What this task involves:
Repeat exactly the lines below that lie between the line with "Where can you find the paved" and the line with "Where can you find the stone pillar", counting both of those lines as part of the answer.

Data records:

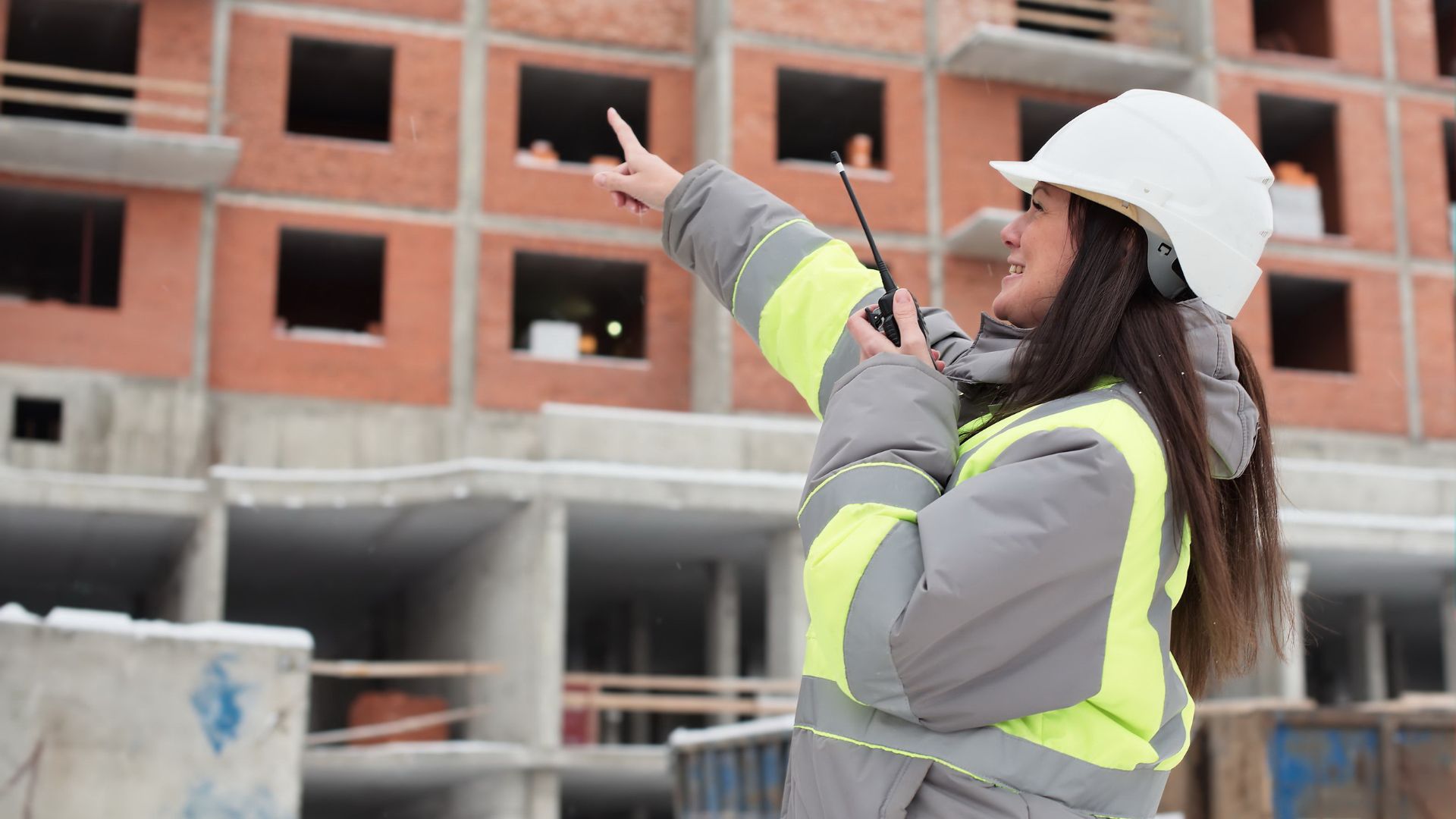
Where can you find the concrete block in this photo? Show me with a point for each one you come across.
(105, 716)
--
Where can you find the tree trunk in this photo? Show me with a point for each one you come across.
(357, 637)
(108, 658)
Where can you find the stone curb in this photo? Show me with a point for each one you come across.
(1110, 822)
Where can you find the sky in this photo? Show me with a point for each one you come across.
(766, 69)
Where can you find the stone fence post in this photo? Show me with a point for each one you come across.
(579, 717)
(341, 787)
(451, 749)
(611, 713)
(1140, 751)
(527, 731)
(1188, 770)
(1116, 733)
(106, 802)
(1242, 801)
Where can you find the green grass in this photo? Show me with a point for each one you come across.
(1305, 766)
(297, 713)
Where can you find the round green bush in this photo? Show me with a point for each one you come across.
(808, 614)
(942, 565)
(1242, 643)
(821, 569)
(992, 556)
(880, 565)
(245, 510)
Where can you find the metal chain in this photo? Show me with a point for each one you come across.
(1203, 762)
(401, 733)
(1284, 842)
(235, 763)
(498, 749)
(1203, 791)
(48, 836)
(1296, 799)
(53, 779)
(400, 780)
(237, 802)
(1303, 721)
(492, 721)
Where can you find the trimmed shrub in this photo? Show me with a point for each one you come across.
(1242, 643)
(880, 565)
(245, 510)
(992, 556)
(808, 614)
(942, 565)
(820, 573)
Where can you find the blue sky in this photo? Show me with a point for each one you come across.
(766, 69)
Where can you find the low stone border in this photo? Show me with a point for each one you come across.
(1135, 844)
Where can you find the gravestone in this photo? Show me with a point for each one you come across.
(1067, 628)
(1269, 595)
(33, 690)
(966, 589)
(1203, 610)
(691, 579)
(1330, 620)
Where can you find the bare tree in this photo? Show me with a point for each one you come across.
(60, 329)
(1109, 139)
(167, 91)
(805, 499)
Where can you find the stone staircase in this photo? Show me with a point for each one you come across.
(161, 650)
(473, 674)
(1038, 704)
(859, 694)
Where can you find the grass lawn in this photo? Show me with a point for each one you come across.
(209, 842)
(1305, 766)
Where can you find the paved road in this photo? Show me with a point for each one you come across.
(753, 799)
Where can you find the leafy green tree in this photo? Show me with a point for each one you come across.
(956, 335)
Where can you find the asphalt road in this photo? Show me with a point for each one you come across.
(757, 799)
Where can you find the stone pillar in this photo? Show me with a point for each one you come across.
* * *
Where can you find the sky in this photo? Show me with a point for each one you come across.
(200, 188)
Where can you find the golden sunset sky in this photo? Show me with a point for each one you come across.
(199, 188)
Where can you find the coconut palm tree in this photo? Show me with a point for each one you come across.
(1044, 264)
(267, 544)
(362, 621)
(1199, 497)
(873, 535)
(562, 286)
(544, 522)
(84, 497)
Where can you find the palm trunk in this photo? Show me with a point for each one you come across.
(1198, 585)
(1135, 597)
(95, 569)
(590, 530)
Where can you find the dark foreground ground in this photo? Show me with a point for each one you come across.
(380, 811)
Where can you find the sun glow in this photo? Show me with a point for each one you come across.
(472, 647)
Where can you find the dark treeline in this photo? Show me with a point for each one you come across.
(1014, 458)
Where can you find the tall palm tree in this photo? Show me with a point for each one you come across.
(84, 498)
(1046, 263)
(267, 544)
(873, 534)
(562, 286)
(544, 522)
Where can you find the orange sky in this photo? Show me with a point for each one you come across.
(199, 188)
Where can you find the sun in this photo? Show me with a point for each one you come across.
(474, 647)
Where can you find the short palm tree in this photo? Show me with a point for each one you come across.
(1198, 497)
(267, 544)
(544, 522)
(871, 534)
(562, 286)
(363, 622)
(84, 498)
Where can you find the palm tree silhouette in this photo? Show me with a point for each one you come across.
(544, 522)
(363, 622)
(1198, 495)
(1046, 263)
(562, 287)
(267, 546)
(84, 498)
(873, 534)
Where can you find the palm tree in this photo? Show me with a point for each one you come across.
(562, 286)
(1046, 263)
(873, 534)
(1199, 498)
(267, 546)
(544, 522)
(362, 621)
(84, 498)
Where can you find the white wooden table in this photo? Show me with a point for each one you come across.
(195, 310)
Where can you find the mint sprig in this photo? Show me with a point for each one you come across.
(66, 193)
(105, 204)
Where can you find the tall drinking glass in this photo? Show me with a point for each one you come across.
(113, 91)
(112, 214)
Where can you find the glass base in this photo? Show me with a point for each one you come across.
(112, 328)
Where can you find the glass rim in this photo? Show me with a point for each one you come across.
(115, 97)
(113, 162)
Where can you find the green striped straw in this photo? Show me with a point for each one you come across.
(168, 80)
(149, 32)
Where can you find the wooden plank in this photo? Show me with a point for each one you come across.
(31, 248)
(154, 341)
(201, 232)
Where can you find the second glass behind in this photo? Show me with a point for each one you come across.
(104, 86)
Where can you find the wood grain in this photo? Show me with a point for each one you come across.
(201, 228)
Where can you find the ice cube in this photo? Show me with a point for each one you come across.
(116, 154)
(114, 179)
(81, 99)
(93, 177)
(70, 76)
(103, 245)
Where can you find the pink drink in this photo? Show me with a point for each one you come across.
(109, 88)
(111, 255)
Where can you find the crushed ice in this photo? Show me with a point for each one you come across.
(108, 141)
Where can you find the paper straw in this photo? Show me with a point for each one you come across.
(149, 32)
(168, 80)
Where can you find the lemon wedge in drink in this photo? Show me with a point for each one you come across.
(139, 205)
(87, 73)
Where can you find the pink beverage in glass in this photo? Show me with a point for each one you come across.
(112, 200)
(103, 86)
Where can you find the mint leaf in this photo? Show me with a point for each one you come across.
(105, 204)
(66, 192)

Solution to the exercise:
Where can you find the paved road in this photo? Show me with a point for each one you come across.
(753, 799)
Where can you find the leafy green tree in this photo? Show me with a point for each one you come across.
(956, 335)
Where can you find the asphalt road in this photo? Show me with a point for each one you come across.
(757, 799)
Where can you find the stone pillar in this photo? Show me with a point for each one you come across.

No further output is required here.